• Exercise: Resize the items below by copying every line, requests included, with each answer coordinate multiplied by 1.8 and rounded to a whole number (halves round up). Leave the numbers in the requests and their format samples unchanged, and omit the pictures.

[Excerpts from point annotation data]
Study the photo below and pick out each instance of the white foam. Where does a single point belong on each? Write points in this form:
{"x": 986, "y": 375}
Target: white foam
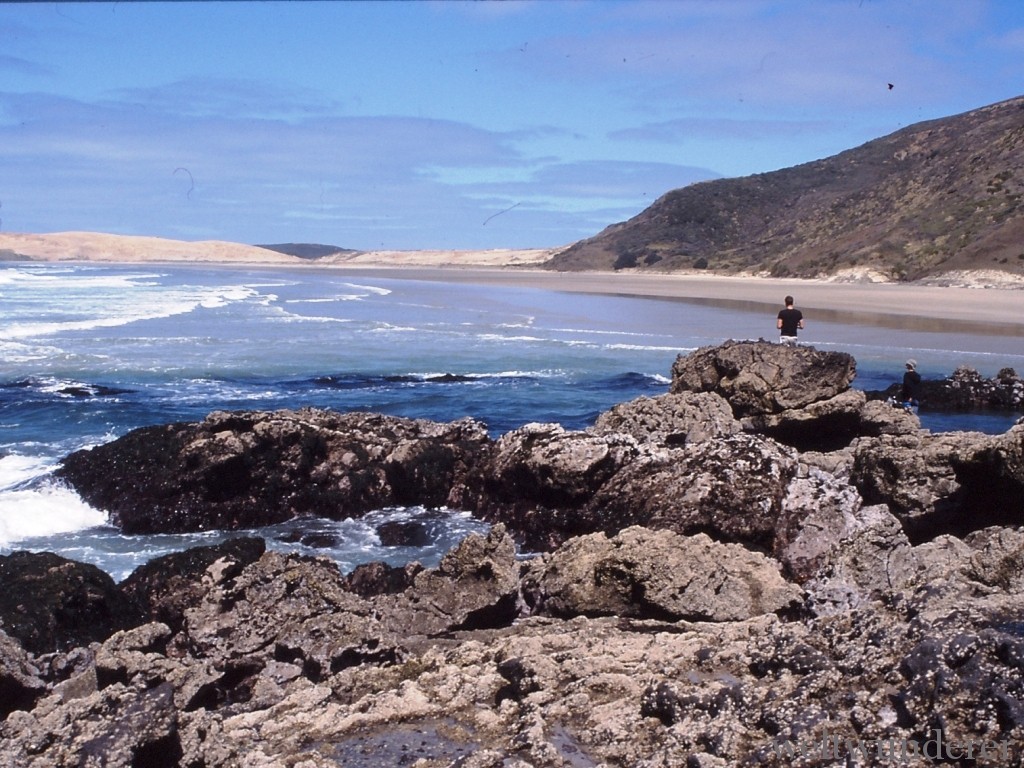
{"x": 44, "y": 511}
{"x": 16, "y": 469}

• Exercise answer:
Study the photo below and pick out each instance of the white foam. Where does a single point belong on each? Write points in this form:
{"x": 986, "y": 375}
Target: white foam
{"x": 79, "y": 920}
{"x": 29, "y": 844}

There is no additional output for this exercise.